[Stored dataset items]
....

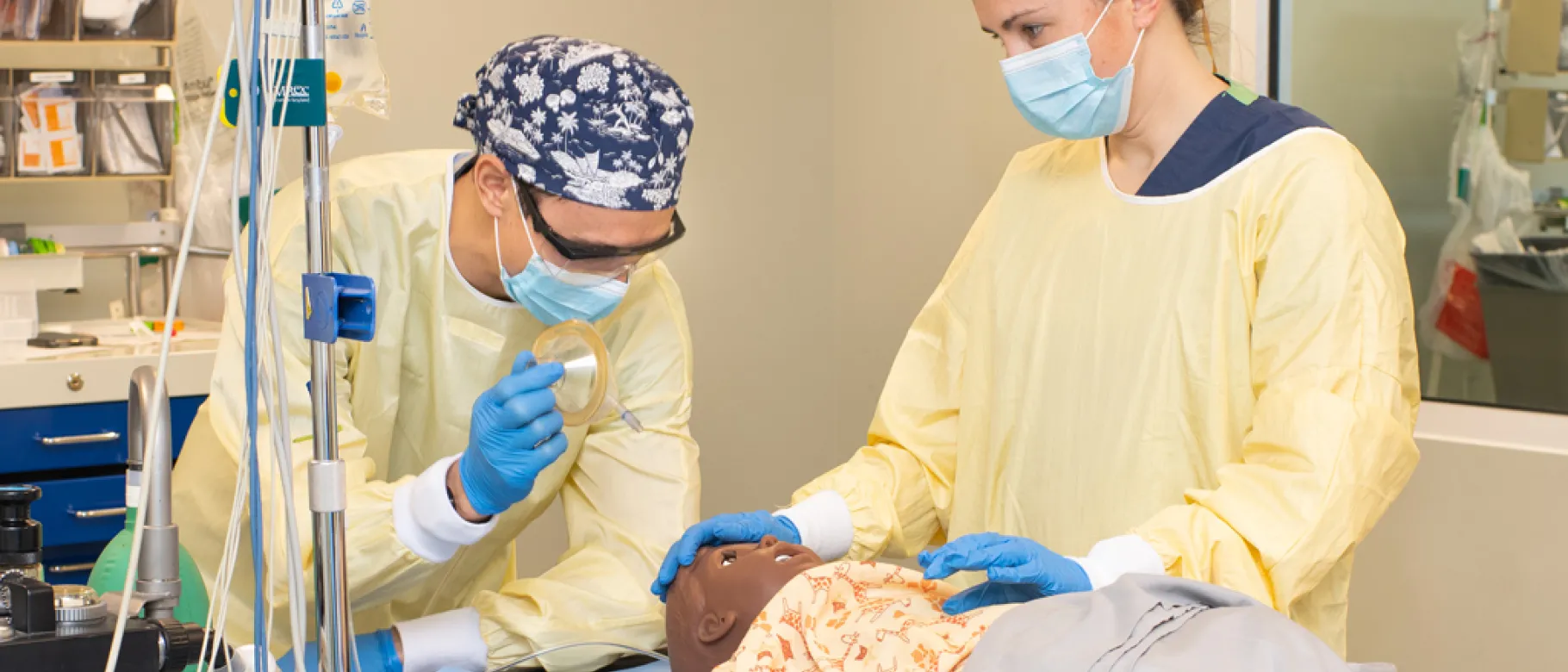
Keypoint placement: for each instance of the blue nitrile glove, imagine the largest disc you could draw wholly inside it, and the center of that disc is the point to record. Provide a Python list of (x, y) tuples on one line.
[(514, 432), (728, 528), (1018, 570), (376, 654)]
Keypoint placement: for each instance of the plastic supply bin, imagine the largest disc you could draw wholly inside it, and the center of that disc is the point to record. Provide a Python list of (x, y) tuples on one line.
[(53, 120), (134, 122)]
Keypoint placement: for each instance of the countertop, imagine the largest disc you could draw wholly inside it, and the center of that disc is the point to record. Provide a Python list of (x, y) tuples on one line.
[(51, 376)]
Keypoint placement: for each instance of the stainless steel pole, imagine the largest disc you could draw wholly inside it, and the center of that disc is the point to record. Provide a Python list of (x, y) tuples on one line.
[(327, 470)]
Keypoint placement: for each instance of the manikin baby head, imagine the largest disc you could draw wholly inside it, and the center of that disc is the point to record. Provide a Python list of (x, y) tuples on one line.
[(714, 602)]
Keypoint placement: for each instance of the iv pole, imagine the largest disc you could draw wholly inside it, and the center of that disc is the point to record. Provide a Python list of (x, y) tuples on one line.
[(328, 484)]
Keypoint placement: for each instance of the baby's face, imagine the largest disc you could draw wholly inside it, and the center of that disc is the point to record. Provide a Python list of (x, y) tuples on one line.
[(714, 600), (761, 568)]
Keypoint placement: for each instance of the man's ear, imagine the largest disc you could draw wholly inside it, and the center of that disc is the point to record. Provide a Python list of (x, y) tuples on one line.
[(497, 190), (715, 627)]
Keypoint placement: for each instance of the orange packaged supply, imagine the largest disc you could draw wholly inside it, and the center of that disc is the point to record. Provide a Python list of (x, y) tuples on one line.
[(49, 141)]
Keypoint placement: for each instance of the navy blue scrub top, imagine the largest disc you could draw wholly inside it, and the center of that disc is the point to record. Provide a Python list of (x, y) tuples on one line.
[(1236, 126)]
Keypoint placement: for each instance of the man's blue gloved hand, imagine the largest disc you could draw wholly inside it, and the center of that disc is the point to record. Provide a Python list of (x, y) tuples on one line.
[(514, 432), (1017, 569), (728, 528), (376, 654)]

....

## Instruction:
Repeat the items above verbatim, from the line with "Keypoint placement: for each instance of the plastic" to the line with "[(53, 120), (134, 122)]", both lines included.

## Finished task:
Keypoint placement: for each instance of the plastic supply bin, imagine the largest disc you could draw wholly inside it, and the center of that disc is the point to record. Provide a Python list of (x, y) tuples on one line.
[(53, 120), (134, 122)]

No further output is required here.